» Stated problem: Starting at the line that contains "cluster of pansies", quote each line exactly through the last line of the entries, both included.

[Dataset excerpt]
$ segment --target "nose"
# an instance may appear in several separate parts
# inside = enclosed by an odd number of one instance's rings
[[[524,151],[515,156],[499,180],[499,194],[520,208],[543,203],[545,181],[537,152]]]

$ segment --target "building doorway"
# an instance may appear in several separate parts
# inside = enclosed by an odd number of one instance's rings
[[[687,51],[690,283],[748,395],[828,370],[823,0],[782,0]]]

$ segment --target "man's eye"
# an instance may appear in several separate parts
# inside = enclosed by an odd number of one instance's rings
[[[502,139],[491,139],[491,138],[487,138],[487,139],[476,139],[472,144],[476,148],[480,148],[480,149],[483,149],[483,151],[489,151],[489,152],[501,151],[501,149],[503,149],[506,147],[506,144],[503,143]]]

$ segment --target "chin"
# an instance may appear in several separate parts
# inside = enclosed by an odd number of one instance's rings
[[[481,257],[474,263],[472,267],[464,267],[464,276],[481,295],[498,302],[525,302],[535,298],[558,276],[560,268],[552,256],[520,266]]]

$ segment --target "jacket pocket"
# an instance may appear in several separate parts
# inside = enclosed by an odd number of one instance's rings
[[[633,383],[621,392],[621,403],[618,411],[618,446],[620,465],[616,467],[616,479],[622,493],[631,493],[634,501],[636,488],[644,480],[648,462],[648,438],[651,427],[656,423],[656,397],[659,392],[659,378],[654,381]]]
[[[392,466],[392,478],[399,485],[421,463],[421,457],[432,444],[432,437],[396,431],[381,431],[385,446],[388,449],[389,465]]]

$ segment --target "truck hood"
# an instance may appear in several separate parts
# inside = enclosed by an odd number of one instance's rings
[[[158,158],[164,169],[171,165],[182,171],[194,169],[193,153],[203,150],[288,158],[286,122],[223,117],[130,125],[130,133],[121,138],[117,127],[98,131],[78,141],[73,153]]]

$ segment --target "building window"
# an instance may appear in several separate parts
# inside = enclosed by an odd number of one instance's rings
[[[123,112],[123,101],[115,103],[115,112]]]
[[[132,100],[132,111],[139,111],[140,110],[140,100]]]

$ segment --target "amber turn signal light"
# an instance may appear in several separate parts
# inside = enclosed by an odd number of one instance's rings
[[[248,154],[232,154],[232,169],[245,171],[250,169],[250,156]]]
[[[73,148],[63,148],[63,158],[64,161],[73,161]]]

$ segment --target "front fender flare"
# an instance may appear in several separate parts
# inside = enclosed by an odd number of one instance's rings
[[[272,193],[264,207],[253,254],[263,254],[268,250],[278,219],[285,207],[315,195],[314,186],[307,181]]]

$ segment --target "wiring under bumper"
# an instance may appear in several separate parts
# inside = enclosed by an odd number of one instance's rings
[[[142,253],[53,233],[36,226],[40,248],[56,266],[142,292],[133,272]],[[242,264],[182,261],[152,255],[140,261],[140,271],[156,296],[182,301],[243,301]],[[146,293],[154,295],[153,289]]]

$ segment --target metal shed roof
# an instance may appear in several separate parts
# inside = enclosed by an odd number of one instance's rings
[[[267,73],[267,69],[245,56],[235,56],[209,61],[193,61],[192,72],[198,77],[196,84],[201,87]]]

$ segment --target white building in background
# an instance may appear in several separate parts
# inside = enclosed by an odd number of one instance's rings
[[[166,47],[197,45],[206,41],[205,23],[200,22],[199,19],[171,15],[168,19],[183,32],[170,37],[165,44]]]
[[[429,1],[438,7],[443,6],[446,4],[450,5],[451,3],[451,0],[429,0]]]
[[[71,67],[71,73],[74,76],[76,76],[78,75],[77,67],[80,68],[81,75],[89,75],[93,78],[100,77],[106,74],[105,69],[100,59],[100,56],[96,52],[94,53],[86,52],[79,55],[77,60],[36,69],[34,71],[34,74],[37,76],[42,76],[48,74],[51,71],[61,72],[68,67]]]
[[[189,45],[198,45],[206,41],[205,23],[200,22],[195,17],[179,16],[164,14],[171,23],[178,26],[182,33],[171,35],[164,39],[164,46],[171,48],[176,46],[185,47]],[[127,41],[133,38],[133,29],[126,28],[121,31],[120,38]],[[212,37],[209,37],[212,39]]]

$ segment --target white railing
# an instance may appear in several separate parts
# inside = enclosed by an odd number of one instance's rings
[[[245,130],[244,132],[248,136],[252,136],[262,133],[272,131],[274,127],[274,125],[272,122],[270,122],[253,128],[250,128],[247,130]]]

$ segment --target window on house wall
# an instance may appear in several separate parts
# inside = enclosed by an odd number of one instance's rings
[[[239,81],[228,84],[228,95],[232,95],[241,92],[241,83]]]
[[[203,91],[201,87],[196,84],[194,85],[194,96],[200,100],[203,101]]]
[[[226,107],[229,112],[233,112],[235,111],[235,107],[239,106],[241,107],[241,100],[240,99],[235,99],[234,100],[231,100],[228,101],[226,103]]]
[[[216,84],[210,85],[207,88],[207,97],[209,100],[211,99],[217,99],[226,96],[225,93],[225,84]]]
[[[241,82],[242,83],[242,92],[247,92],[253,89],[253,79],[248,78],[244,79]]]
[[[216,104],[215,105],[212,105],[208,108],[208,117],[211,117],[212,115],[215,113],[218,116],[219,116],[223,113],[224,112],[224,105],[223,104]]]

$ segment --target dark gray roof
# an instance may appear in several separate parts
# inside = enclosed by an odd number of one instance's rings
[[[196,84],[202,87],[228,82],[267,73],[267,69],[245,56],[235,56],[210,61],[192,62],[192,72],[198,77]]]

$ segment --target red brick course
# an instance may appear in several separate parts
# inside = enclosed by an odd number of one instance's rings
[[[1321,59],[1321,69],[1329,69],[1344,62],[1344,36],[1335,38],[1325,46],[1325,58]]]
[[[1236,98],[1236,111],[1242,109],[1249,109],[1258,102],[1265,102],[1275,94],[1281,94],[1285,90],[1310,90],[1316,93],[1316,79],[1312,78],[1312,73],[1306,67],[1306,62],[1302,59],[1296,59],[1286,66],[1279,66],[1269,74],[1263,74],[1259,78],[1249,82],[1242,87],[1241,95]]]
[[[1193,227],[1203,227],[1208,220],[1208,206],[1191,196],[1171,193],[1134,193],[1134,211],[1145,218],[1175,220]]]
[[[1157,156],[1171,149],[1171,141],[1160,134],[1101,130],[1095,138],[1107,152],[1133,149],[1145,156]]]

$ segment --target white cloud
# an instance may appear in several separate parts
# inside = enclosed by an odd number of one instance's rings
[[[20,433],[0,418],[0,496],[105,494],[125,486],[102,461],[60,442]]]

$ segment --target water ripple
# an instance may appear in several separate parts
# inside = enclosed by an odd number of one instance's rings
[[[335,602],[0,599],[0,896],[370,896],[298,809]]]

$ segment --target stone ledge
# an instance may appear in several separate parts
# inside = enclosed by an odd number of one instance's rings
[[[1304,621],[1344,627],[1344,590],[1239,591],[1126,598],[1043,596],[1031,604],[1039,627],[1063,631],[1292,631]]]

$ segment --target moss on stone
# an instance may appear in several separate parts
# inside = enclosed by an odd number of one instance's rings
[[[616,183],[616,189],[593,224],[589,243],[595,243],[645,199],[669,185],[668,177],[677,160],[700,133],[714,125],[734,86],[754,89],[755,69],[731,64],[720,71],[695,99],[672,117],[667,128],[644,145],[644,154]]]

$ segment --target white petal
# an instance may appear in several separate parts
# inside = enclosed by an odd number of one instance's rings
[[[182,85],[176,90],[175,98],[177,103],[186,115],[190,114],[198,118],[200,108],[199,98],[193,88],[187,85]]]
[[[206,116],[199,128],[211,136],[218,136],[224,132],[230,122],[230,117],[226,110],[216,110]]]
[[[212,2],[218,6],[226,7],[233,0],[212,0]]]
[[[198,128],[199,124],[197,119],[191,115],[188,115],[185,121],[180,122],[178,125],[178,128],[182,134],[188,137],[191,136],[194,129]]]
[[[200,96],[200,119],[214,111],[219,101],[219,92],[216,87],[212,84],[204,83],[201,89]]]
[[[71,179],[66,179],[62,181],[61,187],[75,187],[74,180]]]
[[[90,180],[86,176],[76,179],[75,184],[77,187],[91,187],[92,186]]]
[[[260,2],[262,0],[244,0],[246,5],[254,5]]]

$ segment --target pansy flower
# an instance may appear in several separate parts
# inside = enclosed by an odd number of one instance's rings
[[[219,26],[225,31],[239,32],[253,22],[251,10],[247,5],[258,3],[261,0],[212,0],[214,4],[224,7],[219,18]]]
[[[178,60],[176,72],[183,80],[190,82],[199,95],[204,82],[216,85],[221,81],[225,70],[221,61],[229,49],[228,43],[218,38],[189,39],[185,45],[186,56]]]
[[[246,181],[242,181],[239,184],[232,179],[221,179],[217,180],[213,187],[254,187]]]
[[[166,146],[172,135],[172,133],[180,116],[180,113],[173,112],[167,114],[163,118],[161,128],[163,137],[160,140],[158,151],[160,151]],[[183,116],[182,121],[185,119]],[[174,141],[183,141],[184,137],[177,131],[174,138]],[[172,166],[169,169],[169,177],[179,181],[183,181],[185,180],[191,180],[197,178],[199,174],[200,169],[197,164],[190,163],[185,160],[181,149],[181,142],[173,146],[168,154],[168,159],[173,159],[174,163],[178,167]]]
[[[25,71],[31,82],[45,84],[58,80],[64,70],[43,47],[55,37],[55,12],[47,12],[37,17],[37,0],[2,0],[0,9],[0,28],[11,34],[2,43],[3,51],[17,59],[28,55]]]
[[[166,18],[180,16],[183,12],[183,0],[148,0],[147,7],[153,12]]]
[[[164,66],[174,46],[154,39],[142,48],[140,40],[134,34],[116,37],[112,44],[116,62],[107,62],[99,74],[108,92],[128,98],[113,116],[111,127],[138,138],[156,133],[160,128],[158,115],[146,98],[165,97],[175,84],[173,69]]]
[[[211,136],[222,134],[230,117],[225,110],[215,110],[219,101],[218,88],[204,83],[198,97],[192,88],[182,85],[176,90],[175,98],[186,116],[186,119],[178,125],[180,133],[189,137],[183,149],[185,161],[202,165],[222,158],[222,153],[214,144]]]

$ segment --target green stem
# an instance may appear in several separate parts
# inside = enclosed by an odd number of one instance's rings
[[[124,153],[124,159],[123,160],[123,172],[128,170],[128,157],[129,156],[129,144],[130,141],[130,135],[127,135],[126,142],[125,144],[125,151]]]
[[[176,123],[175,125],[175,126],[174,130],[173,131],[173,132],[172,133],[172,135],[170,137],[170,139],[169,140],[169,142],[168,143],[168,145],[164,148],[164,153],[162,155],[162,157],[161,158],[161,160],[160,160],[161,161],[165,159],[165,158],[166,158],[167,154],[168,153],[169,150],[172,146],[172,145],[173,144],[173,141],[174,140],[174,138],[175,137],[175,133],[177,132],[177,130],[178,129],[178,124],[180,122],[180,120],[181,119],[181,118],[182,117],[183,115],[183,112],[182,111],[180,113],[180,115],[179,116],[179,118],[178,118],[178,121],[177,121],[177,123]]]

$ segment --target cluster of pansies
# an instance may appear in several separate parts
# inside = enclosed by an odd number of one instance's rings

» Task output:
$ segment --target cluster of pansies
# an instance may appear in several separate parts
# inside = enclosed by an odd number of one instance's rings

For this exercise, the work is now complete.